Stated problem :: Edit the hockey rankings excerpt from "2. John Tavares, Toronto" to "Matthews is sidelined." and give it back with "Monday" changed to "Tuesday".

Excerpt ::

BEGIN

Who has been an impact player? Who has exceeded expectations? Who has failed to meet expectations?

This is by no means a final grade or a definitive statement on the move itself; it is more of an initial progress report to see what the early returns are. Things can still change the rest of this season and in future seasons.

We also tried to limit this to the *big* signings/trades. Players that were involved in bigger, multi-player trades and free agents that were signed to multi-year, long-term contracts since those are the moves that carry the most risk for teams.

So let us get to the rankings.

The impact additions

1. Jeff Skinner, Buffalo Sabres — The Sabres desperately needed a player like Skinner, and they didn’t really have to give up a ton to get him. He has given Jack Eichel a legitimate front-line running mate on his wing, while Eichel has given him an All-Star playmaking center. Neither player has ever had a linemate like the other in their careers, and the early results have been stellar for a Sabres team that is starting to look … kind of good.

2. John Tavares, Toronto Maple Leafs — When you sign a seven-year, $77 million contract to join the Toronto Maple Leafs and be what they hope is the missing piece for a championship team, there is going to be a ton of pressure to go with sky-high expectations. So far, Tavares has been just what the Maple Leafs hoped he would be. Entering play on Monday he is better than a point-per-game player and has given them the luxury of still having a No. 1 center even while Auston Matthews is sidelined.

END

Material provided ::
BEGIN

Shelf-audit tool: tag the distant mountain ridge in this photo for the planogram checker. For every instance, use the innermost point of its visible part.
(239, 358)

END

Complete answer ::
2. John Tavares, Toronto Maple Leafs — When you sign a seven-year, $77 million contract to join the Toronto Maple Leafs and be what they hope is the missing piece for a championship team, there is going to be a ton of pressure to go with sky-high expectations. So far, Tavares has been just what the Maple Leafs hoped he would be. Entering play on Tuesday he is better than a point-per-game player and has given them the luxury of still having a No. 1 center even while Auston Matthews is sidelined.